━━━━━ PAGE EXTRACT
That’s where multidisciplinary care comes in. Instead of having a patient’s care decided by a single doctor, multidisciplinary care is a team approach that involves a group of experts and healthcare professionals. “It’s multiple branches of oncology synergistically interwoven with patient care,” explained Sameera Kumar, MD, a radiation oncologist at Fox Chase Cancer Center.
The goal is to deliver the best possible treatment while also empowering patients and helping them maintain their quality of life. That calls for a range of specialists who each bring something valuable to the table, including:
- Physicians from various disciplines: surgical, medical and radiation oncologists, diagnostic imaging experts, and pathologists
- Other cancer care specialists: nurses, nurse navigators, genetic counselors, social workers, physical therapists, and hospital pharmacists
Including doctors from different specialties on a care team is key for mapping out the most successful treatment plan, Kumar said. It can also give patients access to treatment options that their primary oncologist may not have considered, such as a clinical trial being conducted in another discipline.
Other cancer care specialists are there to deal with issues that go beyond treatment itself. Genetic counselors, for instance, might help a patient navigate the option of genetic testing, and social workers can make sure a recommended treatment plan will work with a patient’s lifestyle. “The social worker might mention to the doctors that a patient doesn’t have a car and maybe can’t participate in a clinical trial for that reason,” Kumar said.
Fox Chase’s Multidisciplinary Focus
Multidisciplinary care is the standard at most cancer treatment centers today and you can find it at Fox Chase.
Kumar recounts a patient with metastatic lung cancer with a large tumor that was thought to be affecting the patient’s spinal cord. The patient’s primary oncologist reviewed her scans with Kumar, and the two had a conference call with the patient’s surgical oncologist the same day. Together, the three physicians developed a personalized plan to treat the patient’s tumor with a combination of medication, radiation, and surgery.
“There are several times I’ll run upstairs to the medical or surgical oncology clinic to talk about a side effect my patient has,” Kumar said. “They’ll come down to my clinic too. We’re constantly in contact and working together to achieve the best outcome for our patients.”
━━━━━━━━━━
━━━━━ EXERCISE DATA
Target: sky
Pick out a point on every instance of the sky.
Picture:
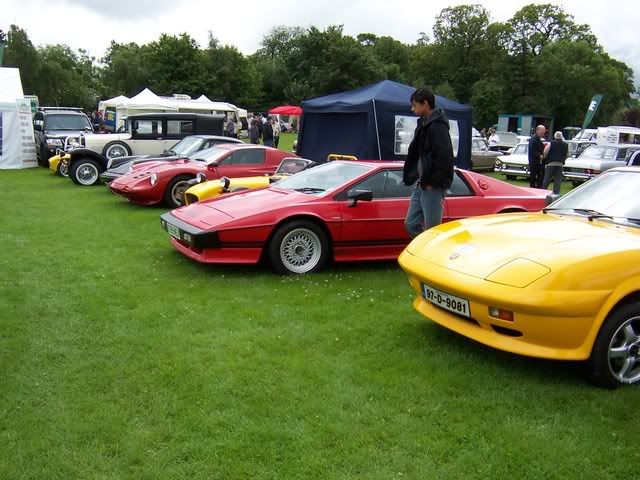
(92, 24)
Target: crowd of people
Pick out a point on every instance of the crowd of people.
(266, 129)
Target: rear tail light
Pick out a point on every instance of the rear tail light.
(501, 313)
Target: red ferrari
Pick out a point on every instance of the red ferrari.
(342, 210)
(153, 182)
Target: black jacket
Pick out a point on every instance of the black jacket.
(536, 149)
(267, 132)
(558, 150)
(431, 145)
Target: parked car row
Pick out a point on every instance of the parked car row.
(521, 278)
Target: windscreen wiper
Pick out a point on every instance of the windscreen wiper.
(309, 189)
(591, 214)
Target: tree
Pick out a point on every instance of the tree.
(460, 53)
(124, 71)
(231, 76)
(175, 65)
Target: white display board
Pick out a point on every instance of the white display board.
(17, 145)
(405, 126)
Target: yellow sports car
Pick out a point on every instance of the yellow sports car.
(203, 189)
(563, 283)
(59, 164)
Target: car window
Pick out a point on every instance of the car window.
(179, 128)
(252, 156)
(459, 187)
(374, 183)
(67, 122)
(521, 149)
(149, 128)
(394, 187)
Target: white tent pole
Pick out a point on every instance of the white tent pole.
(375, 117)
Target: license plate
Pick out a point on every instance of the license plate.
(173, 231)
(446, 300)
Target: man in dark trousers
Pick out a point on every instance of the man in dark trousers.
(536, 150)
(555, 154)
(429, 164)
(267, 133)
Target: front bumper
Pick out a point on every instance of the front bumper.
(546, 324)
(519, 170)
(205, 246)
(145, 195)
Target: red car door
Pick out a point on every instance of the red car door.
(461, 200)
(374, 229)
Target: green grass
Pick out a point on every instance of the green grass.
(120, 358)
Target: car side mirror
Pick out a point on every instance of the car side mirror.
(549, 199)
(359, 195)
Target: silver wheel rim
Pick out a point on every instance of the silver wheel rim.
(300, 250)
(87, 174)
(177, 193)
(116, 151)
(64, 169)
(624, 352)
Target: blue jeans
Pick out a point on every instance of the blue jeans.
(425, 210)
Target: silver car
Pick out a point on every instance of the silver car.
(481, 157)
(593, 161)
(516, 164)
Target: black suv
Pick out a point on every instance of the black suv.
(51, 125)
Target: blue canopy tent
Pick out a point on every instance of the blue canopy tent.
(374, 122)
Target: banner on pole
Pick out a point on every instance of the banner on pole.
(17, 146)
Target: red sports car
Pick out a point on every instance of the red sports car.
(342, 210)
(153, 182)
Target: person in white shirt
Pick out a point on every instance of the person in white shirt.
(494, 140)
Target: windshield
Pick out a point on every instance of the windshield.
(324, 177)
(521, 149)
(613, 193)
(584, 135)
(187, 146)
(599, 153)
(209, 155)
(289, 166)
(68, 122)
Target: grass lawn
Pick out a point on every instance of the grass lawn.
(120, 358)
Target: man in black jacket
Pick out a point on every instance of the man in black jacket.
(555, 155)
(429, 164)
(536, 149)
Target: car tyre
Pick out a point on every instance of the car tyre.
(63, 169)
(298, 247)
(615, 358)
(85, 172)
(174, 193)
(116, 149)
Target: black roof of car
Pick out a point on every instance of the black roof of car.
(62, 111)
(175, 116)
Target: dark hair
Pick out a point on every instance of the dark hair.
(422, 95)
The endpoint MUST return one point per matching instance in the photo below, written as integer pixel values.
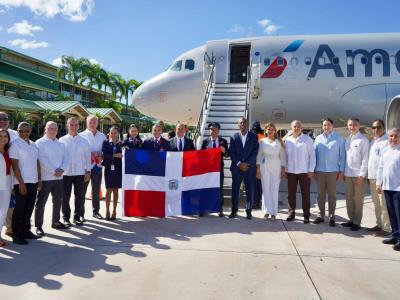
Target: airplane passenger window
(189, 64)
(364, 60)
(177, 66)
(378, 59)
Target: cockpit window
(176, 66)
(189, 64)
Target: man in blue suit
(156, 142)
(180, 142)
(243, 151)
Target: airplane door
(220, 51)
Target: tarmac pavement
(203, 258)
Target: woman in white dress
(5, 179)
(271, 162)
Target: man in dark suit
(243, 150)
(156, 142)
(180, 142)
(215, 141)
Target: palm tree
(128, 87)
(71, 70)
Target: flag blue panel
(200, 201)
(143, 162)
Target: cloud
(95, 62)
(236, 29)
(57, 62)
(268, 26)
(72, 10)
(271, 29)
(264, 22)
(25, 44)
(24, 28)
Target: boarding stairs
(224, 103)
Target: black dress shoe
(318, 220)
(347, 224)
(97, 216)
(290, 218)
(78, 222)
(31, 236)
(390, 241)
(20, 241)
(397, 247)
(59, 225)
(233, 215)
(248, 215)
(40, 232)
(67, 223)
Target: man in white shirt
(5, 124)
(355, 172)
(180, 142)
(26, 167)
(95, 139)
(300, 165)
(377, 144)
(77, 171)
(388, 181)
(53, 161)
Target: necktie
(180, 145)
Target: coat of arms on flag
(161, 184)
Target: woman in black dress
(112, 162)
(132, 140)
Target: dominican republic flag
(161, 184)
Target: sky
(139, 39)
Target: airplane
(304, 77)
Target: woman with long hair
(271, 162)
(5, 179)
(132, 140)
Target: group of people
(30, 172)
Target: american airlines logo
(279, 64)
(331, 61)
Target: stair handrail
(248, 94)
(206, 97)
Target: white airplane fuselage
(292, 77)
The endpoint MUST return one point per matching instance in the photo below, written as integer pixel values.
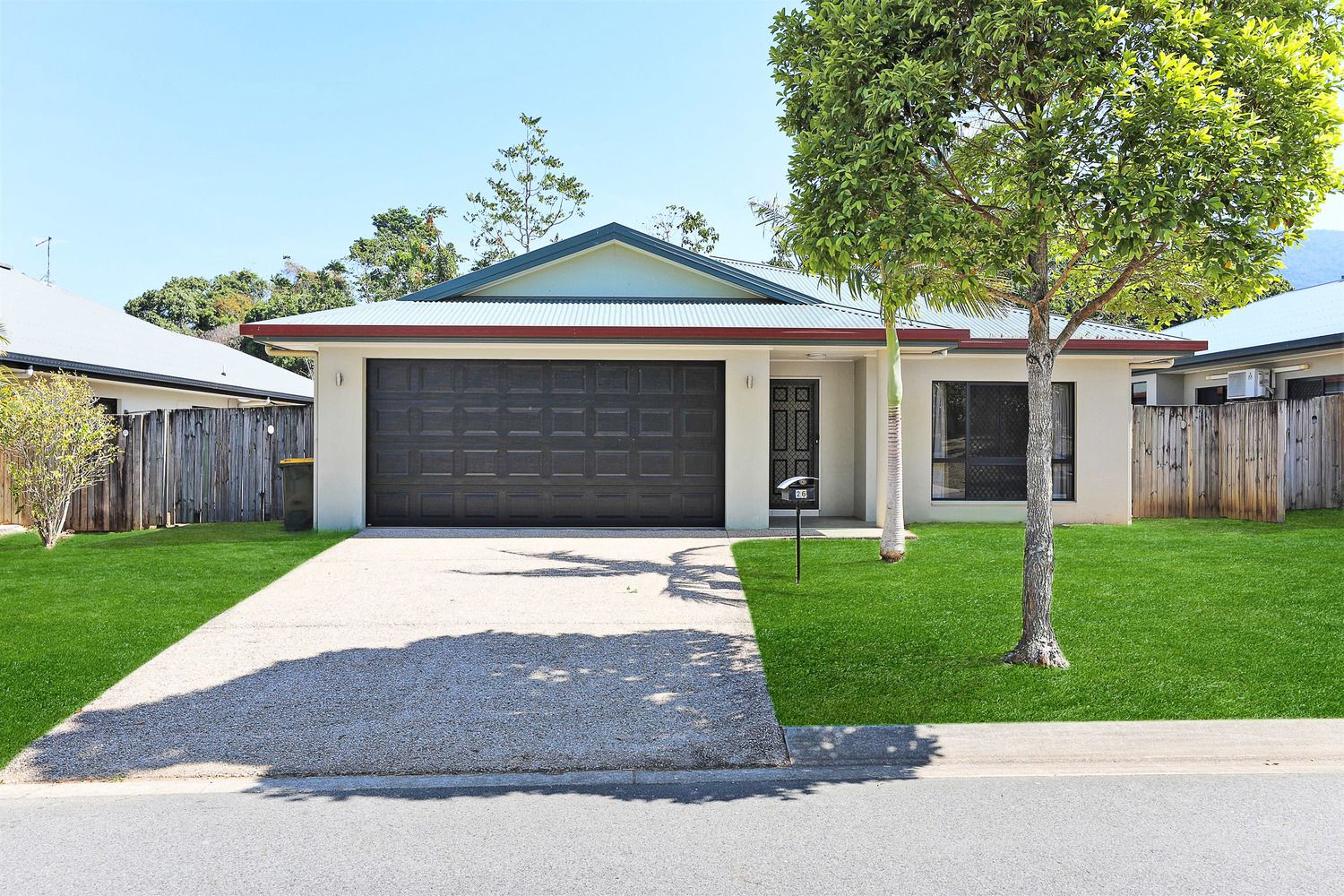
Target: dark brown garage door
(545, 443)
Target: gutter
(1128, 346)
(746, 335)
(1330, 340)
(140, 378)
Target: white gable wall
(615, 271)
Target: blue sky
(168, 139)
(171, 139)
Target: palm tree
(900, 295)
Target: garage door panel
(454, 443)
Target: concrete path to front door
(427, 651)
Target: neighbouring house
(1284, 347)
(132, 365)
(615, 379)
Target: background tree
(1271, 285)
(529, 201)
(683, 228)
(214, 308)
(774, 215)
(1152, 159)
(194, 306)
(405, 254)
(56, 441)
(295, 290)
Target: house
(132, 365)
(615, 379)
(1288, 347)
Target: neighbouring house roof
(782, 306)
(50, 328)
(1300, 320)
━━━━━━━━━━
WHAT TO DO:
Reproduce word for word the part of the multidisciplinary cancer care text above that runs from "That’s where multidisciplinary" up to and including "Chase Cancer Center.".

RESULT BELOW:
That’s where multidisciplinary care comes in. Instead of having a patient’s care decided by a single doctor, multidisciplinary care is a team approach that involves a group of experts and healthcare professionals. “It’s multiple branches of oncology synergistically interwoven with patient care,” explained Sameera Kumar, MD, a radiation oncologist at Fox Chase Cancer Center.